# DATASET RECORDS:

.....

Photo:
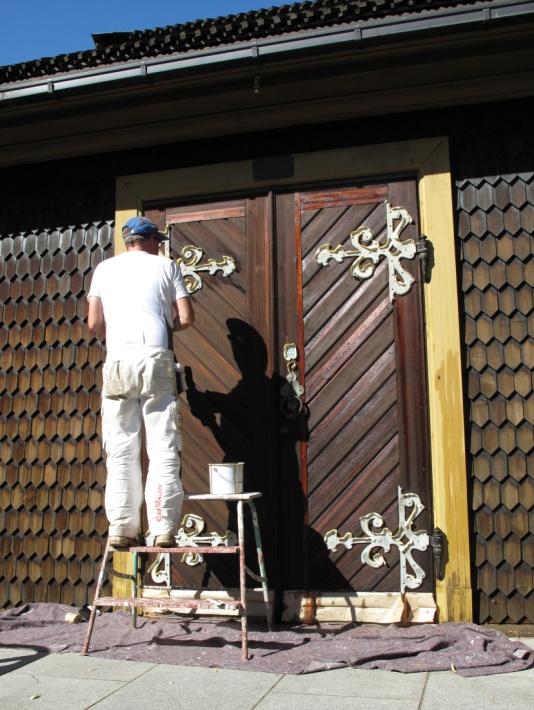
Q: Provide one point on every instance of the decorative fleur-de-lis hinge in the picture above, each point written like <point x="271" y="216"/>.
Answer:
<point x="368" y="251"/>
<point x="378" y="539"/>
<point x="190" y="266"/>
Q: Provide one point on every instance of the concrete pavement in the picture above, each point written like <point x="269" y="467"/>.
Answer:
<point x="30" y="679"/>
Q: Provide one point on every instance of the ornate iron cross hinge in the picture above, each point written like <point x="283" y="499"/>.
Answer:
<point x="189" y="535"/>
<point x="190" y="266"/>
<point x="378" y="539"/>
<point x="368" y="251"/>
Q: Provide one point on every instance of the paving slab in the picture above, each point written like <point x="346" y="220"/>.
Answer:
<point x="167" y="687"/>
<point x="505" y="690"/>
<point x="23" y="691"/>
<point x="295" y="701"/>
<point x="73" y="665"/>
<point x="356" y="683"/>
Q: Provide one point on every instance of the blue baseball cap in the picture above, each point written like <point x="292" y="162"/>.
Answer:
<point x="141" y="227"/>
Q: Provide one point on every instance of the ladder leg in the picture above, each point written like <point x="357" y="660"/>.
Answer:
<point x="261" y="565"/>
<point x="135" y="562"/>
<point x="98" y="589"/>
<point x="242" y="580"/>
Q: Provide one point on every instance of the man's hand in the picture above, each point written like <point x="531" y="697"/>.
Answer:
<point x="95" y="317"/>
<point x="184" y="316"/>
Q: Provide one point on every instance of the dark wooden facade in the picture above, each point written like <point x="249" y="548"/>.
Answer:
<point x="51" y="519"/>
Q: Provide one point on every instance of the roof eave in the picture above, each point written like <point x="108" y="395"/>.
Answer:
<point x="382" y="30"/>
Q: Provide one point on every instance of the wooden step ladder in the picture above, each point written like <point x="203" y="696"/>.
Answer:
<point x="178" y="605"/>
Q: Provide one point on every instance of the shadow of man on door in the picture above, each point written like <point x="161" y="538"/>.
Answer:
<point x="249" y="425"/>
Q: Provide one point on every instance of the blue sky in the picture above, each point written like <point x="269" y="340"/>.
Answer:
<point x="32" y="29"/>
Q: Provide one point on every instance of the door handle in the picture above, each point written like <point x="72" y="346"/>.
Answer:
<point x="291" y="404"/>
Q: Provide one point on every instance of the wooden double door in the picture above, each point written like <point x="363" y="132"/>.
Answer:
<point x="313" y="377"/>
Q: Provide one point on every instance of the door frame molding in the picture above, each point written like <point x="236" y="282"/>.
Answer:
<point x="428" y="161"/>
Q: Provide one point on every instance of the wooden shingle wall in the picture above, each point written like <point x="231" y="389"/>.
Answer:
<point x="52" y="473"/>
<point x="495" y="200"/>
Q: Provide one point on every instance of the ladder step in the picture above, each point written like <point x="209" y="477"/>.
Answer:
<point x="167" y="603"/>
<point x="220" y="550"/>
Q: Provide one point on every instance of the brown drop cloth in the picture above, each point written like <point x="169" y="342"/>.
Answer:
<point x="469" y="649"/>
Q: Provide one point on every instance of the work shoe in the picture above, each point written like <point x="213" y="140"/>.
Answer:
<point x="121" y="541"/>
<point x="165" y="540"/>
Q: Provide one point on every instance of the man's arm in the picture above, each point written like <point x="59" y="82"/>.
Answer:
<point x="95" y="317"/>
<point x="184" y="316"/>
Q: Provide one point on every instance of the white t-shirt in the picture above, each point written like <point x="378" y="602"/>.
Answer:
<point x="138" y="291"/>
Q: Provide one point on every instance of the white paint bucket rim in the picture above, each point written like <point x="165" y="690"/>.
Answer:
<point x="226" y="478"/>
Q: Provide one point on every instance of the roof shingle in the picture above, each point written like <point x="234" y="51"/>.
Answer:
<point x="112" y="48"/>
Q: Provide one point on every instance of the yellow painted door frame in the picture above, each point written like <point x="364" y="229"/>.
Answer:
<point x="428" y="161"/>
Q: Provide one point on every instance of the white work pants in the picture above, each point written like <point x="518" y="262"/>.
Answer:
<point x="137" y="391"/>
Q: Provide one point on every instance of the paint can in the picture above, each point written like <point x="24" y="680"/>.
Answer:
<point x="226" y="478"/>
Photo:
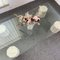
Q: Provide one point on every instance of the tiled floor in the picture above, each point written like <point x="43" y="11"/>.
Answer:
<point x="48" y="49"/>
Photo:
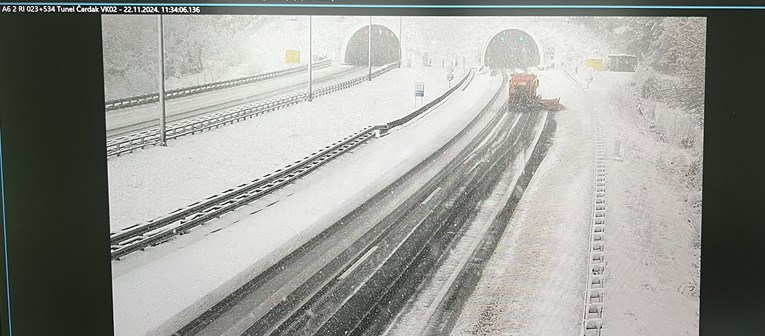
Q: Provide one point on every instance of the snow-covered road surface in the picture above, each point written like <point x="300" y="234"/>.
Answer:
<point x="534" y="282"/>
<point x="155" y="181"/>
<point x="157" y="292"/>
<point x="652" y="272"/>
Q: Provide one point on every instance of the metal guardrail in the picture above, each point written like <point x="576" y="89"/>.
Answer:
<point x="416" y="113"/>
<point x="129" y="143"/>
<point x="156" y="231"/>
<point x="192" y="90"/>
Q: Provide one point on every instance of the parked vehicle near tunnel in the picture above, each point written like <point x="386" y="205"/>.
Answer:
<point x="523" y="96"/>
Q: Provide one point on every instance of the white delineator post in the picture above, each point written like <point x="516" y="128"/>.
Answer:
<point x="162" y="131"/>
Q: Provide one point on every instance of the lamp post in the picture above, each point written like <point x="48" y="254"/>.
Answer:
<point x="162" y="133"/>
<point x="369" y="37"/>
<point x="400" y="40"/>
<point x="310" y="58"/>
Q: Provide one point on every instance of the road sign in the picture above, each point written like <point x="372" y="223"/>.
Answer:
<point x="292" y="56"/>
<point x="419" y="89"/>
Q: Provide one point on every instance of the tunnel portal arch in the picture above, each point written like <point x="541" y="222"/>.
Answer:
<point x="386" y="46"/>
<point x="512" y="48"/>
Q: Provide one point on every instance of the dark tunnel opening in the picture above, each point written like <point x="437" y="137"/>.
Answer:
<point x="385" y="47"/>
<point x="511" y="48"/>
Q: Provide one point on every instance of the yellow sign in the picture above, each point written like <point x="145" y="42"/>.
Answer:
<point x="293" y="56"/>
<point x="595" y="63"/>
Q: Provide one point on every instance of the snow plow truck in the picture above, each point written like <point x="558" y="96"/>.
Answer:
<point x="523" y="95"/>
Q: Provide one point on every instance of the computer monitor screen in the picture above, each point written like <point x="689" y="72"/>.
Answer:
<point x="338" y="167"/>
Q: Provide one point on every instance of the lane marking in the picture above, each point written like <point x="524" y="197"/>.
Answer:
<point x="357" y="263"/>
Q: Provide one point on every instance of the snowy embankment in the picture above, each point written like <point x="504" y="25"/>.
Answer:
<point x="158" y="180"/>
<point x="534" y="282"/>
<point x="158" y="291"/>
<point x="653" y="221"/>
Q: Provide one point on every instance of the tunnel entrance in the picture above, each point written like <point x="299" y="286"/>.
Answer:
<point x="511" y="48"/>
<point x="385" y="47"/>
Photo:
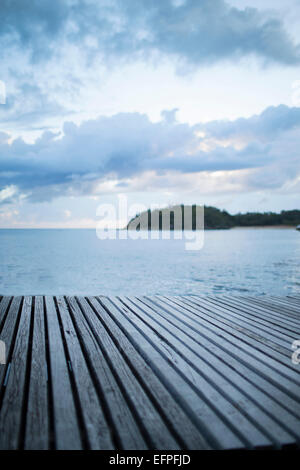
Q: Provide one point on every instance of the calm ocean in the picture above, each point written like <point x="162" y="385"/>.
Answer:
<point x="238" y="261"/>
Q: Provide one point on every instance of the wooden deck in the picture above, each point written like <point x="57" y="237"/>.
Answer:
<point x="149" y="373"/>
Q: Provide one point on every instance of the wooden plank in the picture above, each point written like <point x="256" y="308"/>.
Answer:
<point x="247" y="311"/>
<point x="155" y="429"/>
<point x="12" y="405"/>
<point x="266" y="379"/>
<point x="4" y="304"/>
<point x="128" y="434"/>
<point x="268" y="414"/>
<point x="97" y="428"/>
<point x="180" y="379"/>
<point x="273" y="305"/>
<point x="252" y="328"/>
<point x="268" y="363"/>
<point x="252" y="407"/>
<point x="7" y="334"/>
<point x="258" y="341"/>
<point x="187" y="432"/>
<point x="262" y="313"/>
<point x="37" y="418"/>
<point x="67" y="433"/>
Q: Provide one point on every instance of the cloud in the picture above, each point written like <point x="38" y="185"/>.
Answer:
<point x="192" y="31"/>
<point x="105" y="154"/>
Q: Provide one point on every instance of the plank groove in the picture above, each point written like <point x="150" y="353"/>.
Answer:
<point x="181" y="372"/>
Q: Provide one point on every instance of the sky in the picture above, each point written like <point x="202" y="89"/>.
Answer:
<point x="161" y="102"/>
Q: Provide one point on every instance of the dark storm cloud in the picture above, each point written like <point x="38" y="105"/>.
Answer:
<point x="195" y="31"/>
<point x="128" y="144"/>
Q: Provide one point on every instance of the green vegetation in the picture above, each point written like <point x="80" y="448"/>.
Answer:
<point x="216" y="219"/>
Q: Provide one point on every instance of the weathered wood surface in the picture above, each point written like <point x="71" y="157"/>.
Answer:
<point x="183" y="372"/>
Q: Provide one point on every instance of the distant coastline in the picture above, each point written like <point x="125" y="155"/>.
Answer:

.....

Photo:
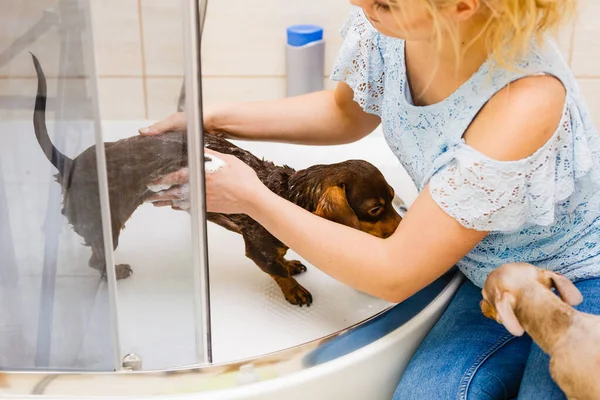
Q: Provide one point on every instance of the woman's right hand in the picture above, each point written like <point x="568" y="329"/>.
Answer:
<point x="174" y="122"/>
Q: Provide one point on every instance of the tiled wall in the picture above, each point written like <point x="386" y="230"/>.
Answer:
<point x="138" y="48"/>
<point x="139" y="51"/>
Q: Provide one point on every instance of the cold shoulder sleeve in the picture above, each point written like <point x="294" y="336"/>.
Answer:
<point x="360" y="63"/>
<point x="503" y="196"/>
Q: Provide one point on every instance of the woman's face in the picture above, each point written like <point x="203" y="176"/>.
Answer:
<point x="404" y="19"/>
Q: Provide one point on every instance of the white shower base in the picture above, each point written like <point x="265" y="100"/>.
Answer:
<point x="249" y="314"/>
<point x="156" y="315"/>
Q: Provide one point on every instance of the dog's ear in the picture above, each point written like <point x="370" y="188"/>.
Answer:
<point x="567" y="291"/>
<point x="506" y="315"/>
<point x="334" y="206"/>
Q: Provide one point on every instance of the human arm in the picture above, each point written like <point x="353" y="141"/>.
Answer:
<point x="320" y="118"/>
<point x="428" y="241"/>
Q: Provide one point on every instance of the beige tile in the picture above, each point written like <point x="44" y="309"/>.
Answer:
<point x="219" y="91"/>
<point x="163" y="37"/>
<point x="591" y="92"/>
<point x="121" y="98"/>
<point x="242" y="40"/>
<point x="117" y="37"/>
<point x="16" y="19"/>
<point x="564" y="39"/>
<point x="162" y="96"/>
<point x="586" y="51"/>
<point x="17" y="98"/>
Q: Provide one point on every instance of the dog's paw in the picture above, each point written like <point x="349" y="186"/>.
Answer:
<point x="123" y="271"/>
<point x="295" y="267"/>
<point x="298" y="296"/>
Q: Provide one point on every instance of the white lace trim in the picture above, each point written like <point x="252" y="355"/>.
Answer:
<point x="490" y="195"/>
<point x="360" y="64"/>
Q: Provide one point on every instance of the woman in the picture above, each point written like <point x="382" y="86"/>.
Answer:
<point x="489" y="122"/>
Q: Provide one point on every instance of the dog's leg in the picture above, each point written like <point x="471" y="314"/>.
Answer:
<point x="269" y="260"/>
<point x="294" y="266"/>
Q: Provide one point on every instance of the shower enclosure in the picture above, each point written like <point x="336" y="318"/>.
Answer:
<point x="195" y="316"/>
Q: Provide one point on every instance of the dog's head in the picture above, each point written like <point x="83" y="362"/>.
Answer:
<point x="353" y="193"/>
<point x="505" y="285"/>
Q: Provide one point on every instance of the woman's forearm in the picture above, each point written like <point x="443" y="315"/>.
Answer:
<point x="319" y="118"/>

.....

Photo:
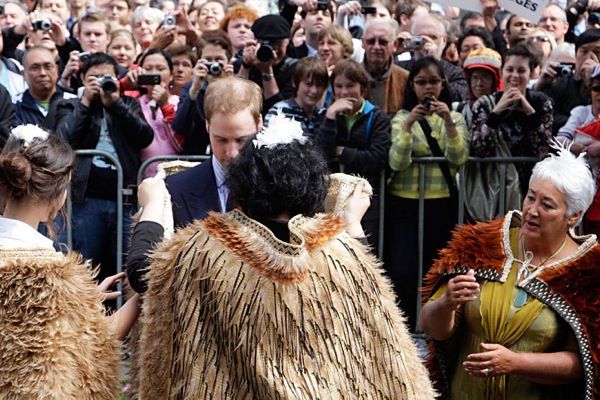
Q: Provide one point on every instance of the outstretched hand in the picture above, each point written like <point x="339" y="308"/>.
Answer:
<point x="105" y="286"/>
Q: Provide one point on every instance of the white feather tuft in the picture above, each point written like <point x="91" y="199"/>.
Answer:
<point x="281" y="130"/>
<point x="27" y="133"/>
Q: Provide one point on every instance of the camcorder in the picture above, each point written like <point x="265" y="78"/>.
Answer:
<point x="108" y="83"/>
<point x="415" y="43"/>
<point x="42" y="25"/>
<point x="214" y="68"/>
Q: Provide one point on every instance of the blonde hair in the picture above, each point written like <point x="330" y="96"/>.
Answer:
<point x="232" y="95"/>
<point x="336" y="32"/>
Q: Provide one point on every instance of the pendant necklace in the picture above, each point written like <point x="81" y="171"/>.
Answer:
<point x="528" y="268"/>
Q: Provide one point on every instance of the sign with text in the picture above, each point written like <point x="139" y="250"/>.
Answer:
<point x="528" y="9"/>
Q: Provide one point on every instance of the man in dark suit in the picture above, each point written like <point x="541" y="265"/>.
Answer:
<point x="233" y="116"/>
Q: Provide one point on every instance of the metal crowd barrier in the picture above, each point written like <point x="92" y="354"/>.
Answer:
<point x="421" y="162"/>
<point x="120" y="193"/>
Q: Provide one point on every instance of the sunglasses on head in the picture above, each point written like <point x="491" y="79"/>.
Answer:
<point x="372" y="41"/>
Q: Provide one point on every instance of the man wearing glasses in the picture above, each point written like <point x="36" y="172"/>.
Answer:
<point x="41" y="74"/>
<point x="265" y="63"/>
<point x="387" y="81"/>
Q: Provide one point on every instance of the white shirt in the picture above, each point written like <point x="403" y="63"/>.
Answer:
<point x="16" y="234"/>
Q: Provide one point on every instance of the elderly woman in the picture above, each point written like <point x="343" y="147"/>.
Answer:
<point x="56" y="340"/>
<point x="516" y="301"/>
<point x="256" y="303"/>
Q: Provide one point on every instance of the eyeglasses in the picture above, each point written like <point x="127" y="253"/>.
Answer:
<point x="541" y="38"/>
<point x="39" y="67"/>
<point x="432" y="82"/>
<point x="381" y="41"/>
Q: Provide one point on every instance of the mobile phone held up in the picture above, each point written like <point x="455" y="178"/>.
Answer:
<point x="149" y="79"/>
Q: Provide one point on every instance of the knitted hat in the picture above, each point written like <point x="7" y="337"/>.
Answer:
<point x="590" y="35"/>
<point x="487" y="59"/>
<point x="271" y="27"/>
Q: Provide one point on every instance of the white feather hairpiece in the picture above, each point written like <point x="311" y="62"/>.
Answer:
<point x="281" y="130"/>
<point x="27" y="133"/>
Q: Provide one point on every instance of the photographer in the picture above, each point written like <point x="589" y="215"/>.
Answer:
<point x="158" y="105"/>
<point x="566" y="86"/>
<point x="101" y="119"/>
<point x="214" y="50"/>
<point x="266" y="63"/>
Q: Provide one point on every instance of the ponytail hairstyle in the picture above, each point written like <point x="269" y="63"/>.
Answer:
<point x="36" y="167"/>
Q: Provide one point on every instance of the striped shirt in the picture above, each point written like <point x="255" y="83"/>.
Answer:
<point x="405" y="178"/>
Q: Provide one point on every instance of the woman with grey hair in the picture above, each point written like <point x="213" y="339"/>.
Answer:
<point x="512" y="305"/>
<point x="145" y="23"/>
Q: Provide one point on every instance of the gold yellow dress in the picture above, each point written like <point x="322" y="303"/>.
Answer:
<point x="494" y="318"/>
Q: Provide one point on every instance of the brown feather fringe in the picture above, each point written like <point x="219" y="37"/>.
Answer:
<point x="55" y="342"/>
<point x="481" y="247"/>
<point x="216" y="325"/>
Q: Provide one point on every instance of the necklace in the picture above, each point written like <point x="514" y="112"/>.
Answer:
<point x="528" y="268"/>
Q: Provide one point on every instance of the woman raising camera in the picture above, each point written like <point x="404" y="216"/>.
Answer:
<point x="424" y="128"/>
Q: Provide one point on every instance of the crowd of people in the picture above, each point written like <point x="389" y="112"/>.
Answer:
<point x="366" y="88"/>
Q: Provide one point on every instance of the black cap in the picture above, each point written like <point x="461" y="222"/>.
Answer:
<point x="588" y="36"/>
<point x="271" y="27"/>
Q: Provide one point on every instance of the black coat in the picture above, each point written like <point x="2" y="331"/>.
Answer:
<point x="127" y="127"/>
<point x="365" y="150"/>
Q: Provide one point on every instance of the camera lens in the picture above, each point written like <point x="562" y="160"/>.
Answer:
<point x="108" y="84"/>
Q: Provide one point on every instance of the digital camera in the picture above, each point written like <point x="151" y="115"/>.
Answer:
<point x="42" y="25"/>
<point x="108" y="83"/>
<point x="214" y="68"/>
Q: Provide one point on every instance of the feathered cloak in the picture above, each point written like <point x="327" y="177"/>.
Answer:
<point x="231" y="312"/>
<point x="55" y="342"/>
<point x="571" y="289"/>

.....

# WORK ORDER:
Please state how many lines in the entries above include the word "step", giving only the number.

# RESULT OF THE EXERCISE:
2